= PROVIDED MATERIAL =
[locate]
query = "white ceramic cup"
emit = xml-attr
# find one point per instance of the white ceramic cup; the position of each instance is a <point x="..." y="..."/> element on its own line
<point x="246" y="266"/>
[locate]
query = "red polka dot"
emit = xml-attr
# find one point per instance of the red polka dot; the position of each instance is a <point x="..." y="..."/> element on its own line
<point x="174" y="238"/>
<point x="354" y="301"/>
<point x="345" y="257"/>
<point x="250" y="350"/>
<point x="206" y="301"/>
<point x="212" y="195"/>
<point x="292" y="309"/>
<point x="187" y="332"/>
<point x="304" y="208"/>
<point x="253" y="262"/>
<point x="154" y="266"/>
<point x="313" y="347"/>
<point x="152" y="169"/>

= WHAT YOU NEED TO DO =
Retype the listing exactly.

= RESULT BELOW =
[locate]
query = "white ceramic cup"
emit = xml-attr
# find one point per instance of the white ceramic cup; the position of each instance is a <point x="..." y="..."/> element on its own line
<point x="246" y="266"/>
[locate]
query = "red polka dot"
emit = xml-attr
# find one point per instance of the red polka dot; the position of each instance is a <point x="..." y="..."/> element on its own line
<point x="174" y="238"/>
<point x="354" y="301"/>
<point x="345" y="257"/>
<point x="250" y="350"/>
<point x="206" y="301"/>
<point x="212" y="195"/>
<point x="292" y="309"/>
<point x="187" y="332"/>
<point x="304" y="208"/>
<point x="253" y="262"/>
<point x="154" y="266"/>
<point x="313" y="347"/>
<point x="152" y="169"/>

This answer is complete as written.